**Provided text**
Arthur Sze opens The Silk Dragon II: Translations of Chinese Poetry with a pair of introductory essays. Or, perhaps, excavations is a better word. One is a preface tracing what’s been added to this expanded edition of The Silk Dragon, first published in 2001. The second, from the original version of the book, is among the most vivid demonstrations of how translation works that I have read.

“I know translation is an ‘impossible’ task,” Sze writes there, “and I have never forgotten the Italian phrase traduttori/traditori: ‘translators/traitors.’ Which translation does not in some way betray its original? In considering the process of my own translations, I am aware of loss and transformation, of destruction and renewal.” He may as well be describing the poems themselves.

What, after all, is poetry—or literature—if not an art of approximation? We feel things, or live through them, and then attempt to (yes) translate them into language. That language is subjective and fallible is part of the point. It is a set of symbols through which we seek to represent experience. This is not the same as re-creating it.

Sze makes the idea explicit by sharing an account of how he translated a short, untitled work by the ninth-century poet Li Shang-yin. To begin, he wrote out the Chinese characters, then added a rudimentary English equivalent, “along with a word, phrase, or cluster that helps mark its fields of energy and meaning.” By way of illustration, he re-creates the draft: eight lines, each with seven characters, a metric order he will seek not to replicate, exactly, but (more accurately) to represent. For Sze, the central challenge is to keep in mind the shape and rhythm of the source text even as he frames the requirements of the version he means to create. From his notes, he roughed out eight lines in English, but “the translation [was] too cramped.” His solution? To break each line in two. The resulting 16-line edit, which Sze also presents, begins to resemble the final translation we will encounter.

I am fascinated by the intimacy of this engagement, which leads Sze to draw meaning not only from the language of the poem but also from its form.

**Aim of the task**
Summarize the review of Arthur Sze's translation anthology in two sentences.

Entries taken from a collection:

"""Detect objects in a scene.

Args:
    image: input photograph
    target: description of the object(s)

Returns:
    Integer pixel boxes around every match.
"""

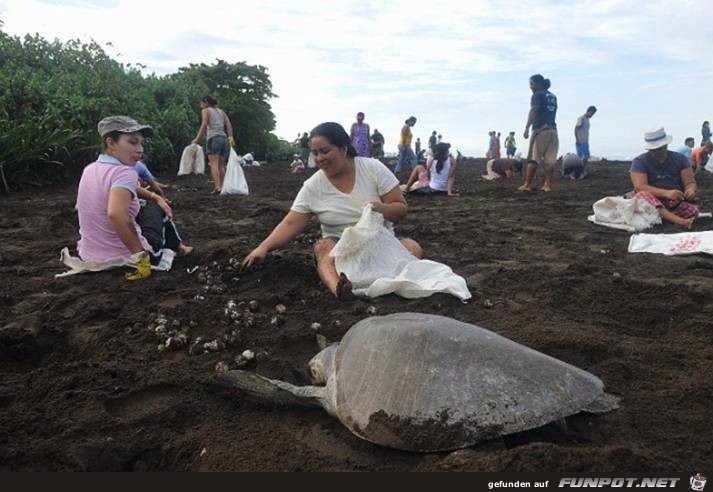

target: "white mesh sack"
[330,204,471,301]
[178,144,205,176]
[220,148,249,195]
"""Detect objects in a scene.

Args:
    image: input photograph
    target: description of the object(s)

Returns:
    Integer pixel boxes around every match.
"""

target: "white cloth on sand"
[587,196,661,232]
[220,148,249,195]
[54,247,176,278]
[178,144,205,176]
[330,203,471,301]
[629,231,713,256]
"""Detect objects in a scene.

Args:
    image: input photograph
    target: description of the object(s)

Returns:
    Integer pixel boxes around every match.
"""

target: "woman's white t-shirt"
[292,157,399,237]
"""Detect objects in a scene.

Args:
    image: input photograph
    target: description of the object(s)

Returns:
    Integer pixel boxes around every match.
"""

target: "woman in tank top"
[191,96,235,195]
[402,142,458,196]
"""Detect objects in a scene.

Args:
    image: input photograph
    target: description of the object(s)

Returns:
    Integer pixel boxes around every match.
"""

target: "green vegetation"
[0,22,292,191]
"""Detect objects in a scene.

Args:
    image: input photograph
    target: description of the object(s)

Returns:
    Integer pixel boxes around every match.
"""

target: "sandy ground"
[0,161,713,472]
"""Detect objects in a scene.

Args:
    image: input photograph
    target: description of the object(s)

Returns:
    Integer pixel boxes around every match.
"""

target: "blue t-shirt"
[134,161,153,181]
[629,150,691,190]
[530,91,557,130]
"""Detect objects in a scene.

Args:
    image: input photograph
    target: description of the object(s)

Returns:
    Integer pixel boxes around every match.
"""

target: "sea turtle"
[218,313,618,452]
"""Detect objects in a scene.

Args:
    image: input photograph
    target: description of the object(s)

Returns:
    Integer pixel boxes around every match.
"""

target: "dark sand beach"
[0,160,713,472]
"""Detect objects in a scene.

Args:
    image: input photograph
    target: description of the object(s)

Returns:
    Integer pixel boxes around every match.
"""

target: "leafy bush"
[0,22,279,189]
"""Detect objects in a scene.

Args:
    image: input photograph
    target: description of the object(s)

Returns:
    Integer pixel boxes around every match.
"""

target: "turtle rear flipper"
[216,371,325,407]
[582,393,621,414]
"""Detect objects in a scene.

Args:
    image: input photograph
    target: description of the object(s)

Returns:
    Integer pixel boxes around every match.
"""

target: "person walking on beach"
[428,130,438,154]
[300,132,309,163]
[371,128,385,159]
[485,132,495,159]
[191,96,235,195]
[701,121,711,147]
[349,111,371,157]
[505,132,517,159]
[676,137,696,159]
[518,74,559,192]
[394,116,418,174]
[574,106,597,172]
[689,142,713,173]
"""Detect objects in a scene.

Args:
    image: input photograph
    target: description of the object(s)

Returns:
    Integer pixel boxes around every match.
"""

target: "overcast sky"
[0,0,713,158]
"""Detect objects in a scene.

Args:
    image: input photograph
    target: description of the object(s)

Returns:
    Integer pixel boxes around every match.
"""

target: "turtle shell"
[334,313,604,451]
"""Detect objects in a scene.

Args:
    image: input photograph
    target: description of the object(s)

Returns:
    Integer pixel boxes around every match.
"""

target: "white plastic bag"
[178,144,205,176]
[220,148,249,195]
[330,204,471,301]
[587,196,661,232]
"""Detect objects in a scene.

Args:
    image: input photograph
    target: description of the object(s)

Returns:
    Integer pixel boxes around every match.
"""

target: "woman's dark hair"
[433,142,451,174]
[530,73,551,90]
[309,121,356,157]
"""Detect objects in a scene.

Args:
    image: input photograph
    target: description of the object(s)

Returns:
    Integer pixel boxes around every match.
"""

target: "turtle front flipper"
[216,371,325,407]
[582,392,621,414]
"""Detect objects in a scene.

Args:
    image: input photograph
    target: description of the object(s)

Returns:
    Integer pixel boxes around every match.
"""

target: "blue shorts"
[575,144,590,159]
[206,135,230,157]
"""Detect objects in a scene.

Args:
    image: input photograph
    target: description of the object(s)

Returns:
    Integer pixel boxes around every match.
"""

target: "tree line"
[0,21,293,191]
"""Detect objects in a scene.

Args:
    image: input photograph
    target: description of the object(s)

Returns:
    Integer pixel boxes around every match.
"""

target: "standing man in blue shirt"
[518,74,559,192]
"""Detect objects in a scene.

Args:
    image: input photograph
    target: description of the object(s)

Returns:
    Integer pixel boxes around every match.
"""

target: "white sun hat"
[644,127,673,150]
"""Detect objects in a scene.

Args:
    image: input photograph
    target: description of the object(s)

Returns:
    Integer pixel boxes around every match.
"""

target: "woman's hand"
[683,186,696,200]
[666,190,686,202]
[243,245,269,268]
[154,193,173,220]
[371,202,386,215]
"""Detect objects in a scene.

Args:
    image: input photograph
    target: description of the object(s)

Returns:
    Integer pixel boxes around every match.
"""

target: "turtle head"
[309,343,339,384]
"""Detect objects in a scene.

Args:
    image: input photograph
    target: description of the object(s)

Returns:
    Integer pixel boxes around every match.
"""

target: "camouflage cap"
[97,116,153,137]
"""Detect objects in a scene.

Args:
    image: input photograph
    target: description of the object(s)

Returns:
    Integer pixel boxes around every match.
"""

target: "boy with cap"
[77,116,193,280]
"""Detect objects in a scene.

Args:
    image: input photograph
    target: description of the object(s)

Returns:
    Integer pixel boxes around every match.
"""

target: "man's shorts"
[575,143,591,160]
[206,135,230,157]
[527,128,559,164]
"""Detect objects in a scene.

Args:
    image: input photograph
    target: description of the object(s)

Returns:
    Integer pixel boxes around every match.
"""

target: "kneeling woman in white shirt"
[243,123,423,299]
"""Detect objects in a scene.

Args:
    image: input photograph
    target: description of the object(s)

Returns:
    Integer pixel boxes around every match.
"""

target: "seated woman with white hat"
[629,127,700,229]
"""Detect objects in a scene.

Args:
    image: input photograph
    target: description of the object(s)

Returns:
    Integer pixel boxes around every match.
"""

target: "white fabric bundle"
[629,231,713,256]
[587,196,661,232]
[220,148,249,195]
[330,204,471,301]
[54,247,176,278]
[178,144,205,176]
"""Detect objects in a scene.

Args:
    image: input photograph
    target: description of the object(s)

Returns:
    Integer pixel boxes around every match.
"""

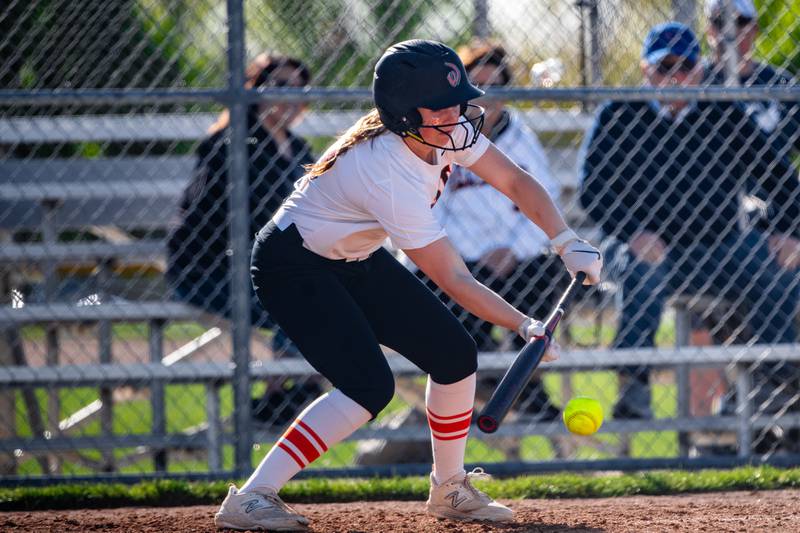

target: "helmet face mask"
[410,104,484,151]
[373,40,484,150]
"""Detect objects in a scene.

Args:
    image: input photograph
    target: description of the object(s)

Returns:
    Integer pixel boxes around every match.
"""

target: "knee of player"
[430,330,478,385]
[356,373,394,418]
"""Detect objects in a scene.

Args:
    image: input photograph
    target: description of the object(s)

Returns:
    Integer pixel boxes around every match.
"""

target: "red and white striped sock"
[239,389,372,492]
[425,374,475,483]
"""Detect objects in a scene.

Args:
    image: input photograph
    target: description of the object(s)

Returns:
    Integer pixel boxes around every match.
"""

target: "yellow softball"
[563,396,603,435]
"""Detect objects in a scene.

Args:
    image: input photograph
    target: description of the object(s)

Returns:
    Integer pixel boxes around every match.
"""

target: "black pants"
[417,254,570,414]
[250,224,477,417]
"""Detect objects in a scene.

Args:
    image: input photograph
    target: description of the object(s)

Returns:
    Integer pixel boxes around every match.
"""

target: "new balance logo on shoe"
[242,498,269,514]
[444,490,469,509]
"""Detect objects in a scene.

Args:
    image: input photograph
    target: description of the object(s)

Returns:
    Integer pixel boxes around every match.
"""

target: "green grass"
[0,467,800,511]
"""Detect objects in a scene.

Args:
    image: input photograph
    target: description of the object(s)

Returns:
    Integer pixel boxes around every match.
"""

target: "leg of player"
[348,250,513,522]
[214,390,372,531]
[425,374,514,522]
[215,225,394,531]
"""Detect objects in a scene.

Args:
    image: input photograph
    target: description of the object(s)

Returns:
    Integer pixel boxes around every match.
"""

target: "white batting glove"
[517,318,561,362]
[550,229,603,285]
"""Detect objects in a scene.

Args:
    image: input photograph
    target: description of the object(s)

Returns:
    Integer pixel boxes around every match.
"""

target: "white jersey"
[434,113,560,261]
[273,121,490,260]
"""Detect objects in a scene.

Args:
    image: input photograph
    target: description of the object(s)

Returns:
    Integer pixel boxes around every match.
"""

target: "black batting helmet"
[372,39,484,150]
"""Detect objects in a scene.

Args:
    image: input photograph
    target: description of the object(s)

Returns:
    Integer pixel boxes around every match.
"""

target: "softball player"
[215,40,602,530]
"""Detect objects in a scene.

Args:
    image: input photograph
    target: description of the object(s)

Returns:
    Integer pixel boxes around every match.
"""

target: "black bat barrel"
[478,332,550,433]
[478,272,586,433]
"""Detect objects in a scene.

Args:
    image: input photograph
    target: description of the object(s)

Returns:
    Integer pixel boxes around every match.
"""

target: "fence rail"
[0,0,800,484]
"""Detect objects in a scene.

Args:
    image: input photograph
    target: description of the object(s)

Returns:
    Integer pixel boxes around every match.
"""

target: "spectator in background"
[167,53,321,425]
[705,0,800,270]
[428,41,570,420]
[580,22,800,428]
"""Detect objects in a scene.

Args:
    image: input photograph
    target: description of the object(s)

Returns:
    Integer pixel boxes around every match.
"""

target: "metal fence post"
[148,320,167,472]
[675,301,692,457]
[227,0,252,476]
[736,363,753,457]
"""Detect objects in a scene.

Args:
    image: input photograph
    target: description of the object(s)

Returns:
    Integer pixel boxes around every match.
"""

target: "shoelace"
[262,493,297,514]
[464,466,492,501]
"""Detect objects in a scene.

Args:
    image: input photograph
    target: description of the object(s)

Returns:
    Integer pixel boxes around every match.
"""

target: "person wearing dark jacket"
[167,54,320,424]
[580,23,800,424]
[704,0,800,269]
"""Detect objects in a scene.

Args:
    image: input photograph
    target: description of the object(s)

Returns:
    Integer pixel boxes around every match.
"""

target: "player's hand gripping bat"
[478,272,586,433]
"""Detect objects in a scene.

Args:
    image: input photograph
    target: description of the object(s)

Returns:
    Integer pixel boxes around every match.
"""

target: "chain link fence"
[0,0,800,482]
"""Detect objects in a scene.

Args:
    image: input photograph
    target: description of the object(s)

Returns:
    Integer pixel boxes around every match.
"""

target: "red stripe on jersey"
[297,420,328,452]
[286,426,319,463]
[433,431,469,440]
[278,442,306,468]
[428,418,472,433]
[428,409,472,420]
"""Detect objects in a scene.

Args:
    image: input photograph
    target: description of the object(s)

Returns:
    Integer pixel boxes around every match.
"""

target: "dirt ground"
[0,490,800,533]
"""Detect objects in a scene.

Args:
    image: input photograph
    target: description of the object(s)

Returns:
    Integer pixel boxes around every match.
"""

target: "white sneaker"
[426,468,514,522]
[214,485,308,531]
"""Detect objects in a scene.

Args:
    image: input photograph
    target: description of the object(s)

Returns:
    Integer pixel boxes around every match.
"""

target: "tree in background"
[755,0,800,75]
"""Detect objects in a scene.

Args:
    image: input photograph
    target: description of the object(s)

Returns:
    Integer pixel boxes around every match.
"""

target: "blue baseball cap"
[642,22,700,65]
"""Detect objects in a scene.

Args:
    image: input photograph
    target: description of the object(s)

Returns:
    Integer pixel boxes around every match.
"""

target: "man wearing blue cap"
[705,0,800,269]
[580,22,800,428]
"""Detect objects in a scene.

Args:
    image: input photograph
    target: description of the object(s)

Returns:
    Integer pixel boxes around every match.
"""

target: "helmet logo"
[444,63,461,87]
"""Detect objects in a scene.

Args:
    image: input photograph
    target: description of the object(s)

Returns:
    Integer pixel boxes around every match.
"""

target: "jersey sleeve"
[367,175,447,250]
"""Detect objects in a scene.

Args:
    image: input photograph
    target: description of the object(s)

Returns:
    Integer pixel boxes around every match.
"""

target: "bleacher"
[0,110,800,471]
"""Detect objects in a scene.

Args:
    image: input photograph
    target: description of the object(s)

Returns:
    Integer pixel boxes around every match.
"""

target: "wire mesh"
[0,0,800,479]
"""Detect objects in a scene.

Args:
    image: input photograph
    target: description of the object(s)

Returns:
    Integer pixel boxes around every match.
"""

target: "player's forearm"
[509,172,567,239]
[441,275,527,331]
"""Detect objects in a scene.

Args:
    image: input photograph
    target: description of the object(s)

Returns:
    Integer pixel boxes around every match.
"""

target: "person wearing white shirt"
[215,40,602,529]
[418,40,569,421]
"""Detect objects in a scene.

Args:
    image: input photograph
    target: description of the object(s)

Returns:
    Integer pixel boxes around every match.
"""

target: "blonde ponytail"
[305,109,386,179]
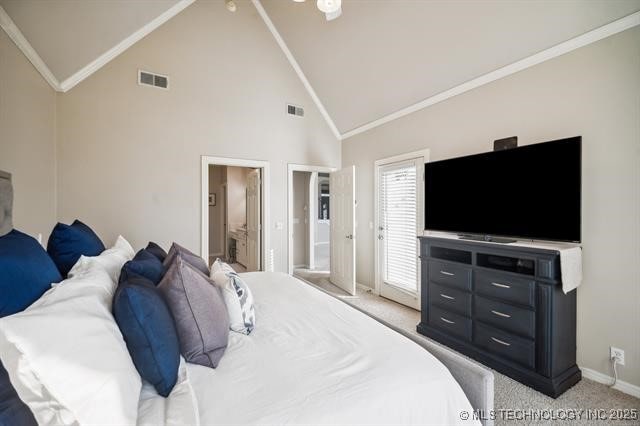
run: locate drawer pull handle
[491,283,511,288]
[491,337,511,346]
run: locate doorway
[201,157,269,273]
[374,150,429,310]
[288,164,355,296]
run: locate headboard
[0,170,13,237]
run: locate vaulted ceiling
[0,0,640,136]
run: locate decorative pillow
[158,256,229,368]
[113,276,180,397]
[0,248,141,425]
[162,243,209,277]
[146,241,167,262]
[211,260,256,334]
[120,249,164,285]
[0,229,62,317]
[0,362,38,426]
[47,220,105,277]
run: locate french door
[376,156,425,310]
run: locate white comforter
[187,272,471,425]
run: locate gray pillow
[162,243,209,276]
[158,256,229,368]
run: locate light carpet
[294,271,640,425]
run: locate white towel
[558,247,582,294]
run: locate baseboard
[356,283,376,294]
[580,367,640,398]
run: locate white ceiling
[0,0,179,82]
[262,0,640,134]
[0,0,640,136]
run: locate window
[379,161,418,293]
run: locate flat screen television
[425,137,582,242]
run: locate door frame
[287,163,338,275]
[373,149,430,303]
[200,155,271,271]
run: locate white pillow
[0,236,141,425]
[210,260,256,334]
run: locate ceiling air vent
[138,70,169,90]
[287,104,304,117]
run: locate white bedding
[187,272,472,425]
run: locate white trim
[60,0,195,92]
[287,164,338,275]
[0,6,61,92]
[372,149,430,303]
[341,12,640,140]
[200,155,271,271]
[580,367,640,398]
[252,0,342,140]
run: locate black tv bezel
[423,136,583,243]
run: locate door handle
[491,337,511,346]
[491,311,511,318]
[491,283,511,288]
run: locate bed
[0,171,493,426]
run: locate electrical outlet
[609,346,624,365]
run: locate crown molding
[252,0,342,140]
[0,0,195,92]
[0,6,61,92]
[60,0,195,92]
[341,12,640,140]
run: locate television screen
[425,137,581,242]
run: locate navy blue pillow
[47,220,104,277]
[146,241,167,262]
[0,229,62,317]
[113,277,180,397]
[0,362,38,426]
[119,249,164,285]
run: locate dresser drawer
[473,295,536,339]
[429,283,471,317]
[429,260,471,291]
[473,323,536,369]
[429,306,471,340]
[475,271,536,307]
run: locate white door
[246,169,262,271]
[329,166,356,295]
[377,158,423,309]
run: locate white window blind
[380,161,418,293]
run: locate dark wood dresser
[417,237,582,398]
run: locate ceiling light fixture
[316,0,342,14]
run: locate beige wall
[0,30,56,244]
[342,28,640,385]
[292,172,311,267]
[57,2,340,271]
[209,166,226,261]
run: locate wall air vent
[138,70,169,90]
[287,104,304,117]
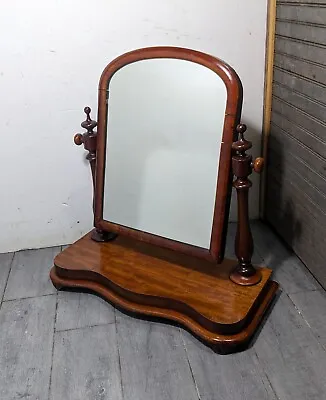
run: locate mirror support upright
[230,124,264,286]
[74,107,117,242]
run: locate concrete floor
[0,222,326,400]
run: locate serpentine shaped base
[50,232,278,354]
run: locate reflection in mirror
[103,58,227,249]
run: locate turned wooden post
[74,107,117,242]
[230,124,264,286]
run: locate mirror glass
[103,58,227,249]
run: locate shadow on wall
[265,130,302,269]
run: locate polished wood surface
[51,232,278,352]
[95,47,242,262]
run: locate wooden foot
[51,233,278,353]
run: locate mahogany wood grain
[51,232,278,352]
[230,124,263,286]
[95,47,242,262]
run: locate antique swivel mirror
[51,47,277,353]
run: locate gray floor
[0,222,326,400]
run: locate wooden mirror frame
[94,47,242,263]
[50,47,278,353]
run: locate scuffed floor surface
[0,222,326,400]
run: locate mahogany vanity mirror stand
[50,47,278,354]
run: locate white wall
[0,0,267,252]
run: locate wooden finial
[81,107,97,134]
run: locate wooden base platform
[51,233,278,353]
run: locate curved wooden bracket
[230,124,264,286]
[74,107,117,242]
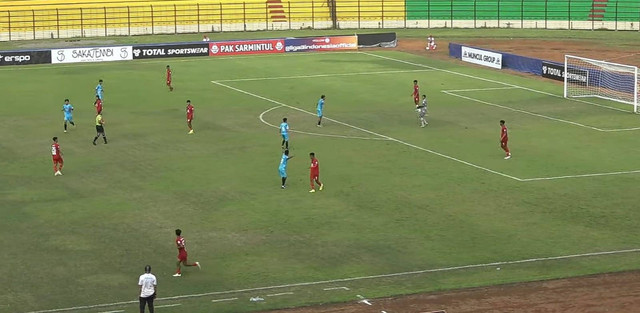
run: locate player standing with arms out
[411,80,420,108]
[309,152,324,192]
[500,120,511,160]
[316,95,325,127]
[280,117,289,150]
[187,100,194,135]
[96,79,104,100]
[138,265,158,313]
[278,150,293,189]
[93,96,102,114]
[51,137,64,176]
[93,114,107,146]
[417,95,429,127]
[173,229,201,277]
[167,65,173,91]
[62,99,76,133]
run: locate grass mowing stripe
[360,52,630,113]
[211,81,522,181]
[258,105,389,140]
[27,248,640,313]
[216,69,434,83]
[442,90,603,131]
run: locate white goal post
[564,55,639,113]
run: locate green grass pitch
[0,36,640,312]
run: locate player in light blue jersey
[278,150,293,189]
[316,95,324,127]
[280,117,289,150]
[62,99,76,133]
[96,79,104,100]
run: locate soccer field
[0,47,640,312]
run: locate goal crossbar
[564,55,639,113]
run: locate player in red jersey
[167,65,173,91]
[500,120,511,160]
[411,80,420,108]
[187,100,193,135]
[93,96,102,114]
[309,152,324,192]
[173,229,200,277]
[51,137,64,176]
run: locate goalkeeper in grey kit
[416,95,429,127]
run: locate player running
[280,117,289,150]
[96,79,104,100]
[309,152,324,192]
[93,96,102,114]
[173,229,201,277]
[316,95,325,127]
[187,100,194,135]
[411,80,420,106]
[93,114,107,146]
[51,137,64,176]
[167,65,173,91]
[500,120,511,160]
[62,99,76,133]
[278,150,293,189]
[416,95,429,127]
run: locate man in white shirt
[138,265,158,313]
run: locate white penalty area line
[359,52,629,113]
[211,81,522,181]
[322,287,350,291]
[155,303,182,309]
[267,292,293,297]
[442,90,603,131]
[211,298,238,303]
[259,105,388,140]
[522,170,640,182]
[218,81,640,182]
[27,248,640,313]
[216,69,434,83]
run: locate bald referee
[138,265,158,313]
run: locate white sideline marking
[322,287,349,291]
[522,170,640,182]
[259,105,388,140]
[155,303,182,309]
[211,298,238,303]
[267,292,293,297]
[360,52,629,113]
[27,248,640,313]
[211,81,522,181]
[216,69,434,83]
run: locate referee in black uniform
[93,113,107,146]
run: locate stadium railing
[0,0,640,41]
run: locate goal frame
[563,54,640,113]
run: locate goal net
[564,55,638,113]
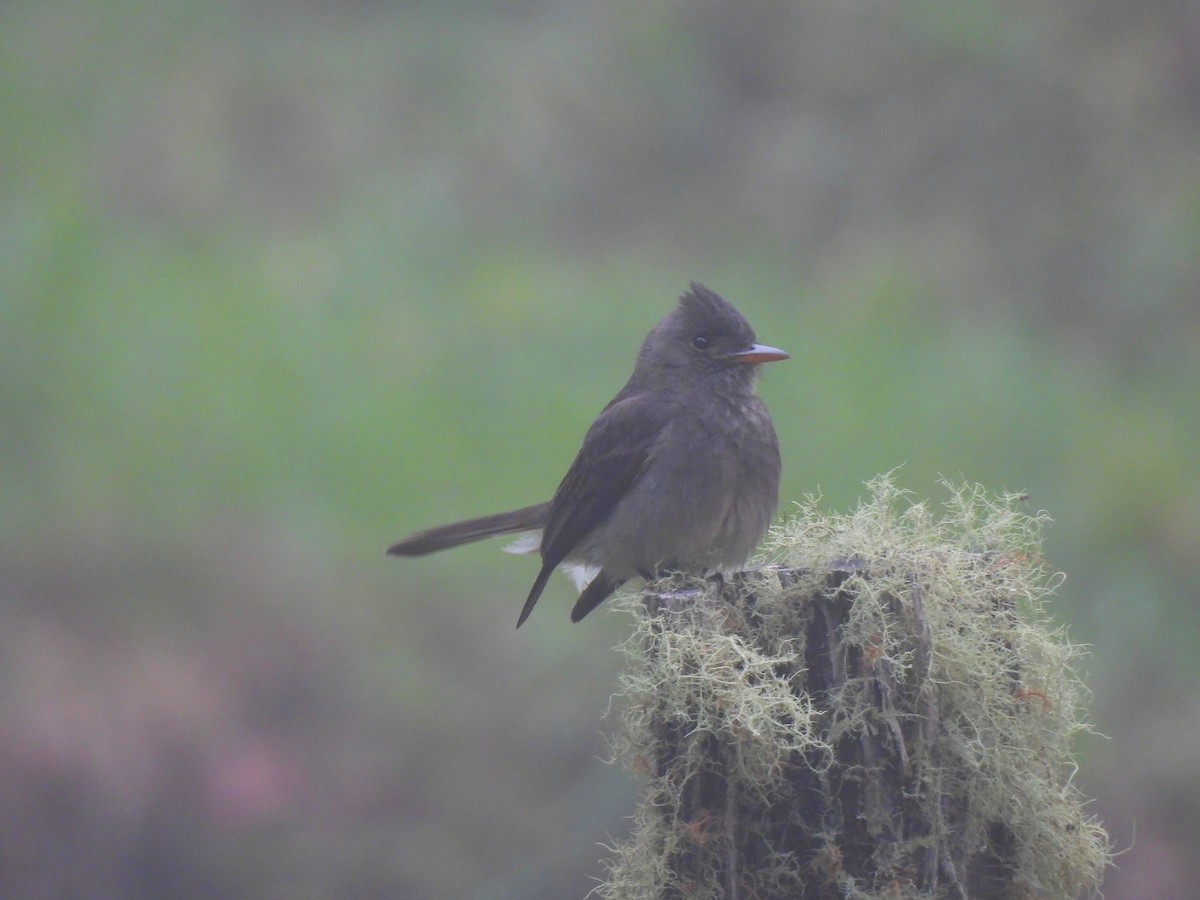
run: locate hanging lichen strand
[598,478,1109,900]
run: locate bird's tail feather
[388,503,550,557]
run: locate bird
[388,282,788,628]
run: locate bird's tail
[388,503,550,557]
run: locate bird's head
[634,282,787,390]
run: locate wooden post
[598,482,1109,900]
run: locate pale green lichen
[596,476,1110,900]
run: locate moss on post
[596,479,1109,900]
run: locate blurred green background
[0,0,1200,900]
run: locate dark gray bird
[388,283,787,628]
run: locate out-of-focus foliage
[0,0,1200,899]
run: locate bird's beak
[726,343,788,365]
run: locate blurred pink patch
[205,737,305,826]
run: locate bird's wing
[541,392,670,569]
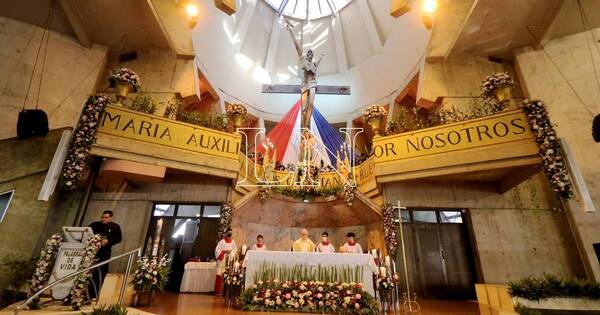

**Answer for this exercise**
Arthur Sze opens The Silk Dragon II: Translations of Chinese Poetry with two introductory essays: a preface on what the expanded edition adds, and an essay from the original 2001 book in which he admits to loss and transformation, destruction and renewal in translating. In that essay he traces his translation of a short untitled poem by the ninth-century poet Li Shang-yin, from writing out the Chinese characters with rough English equivalents to splitting a too-cramped eight-line English draft into sixteen lines that begin to resemble the final version.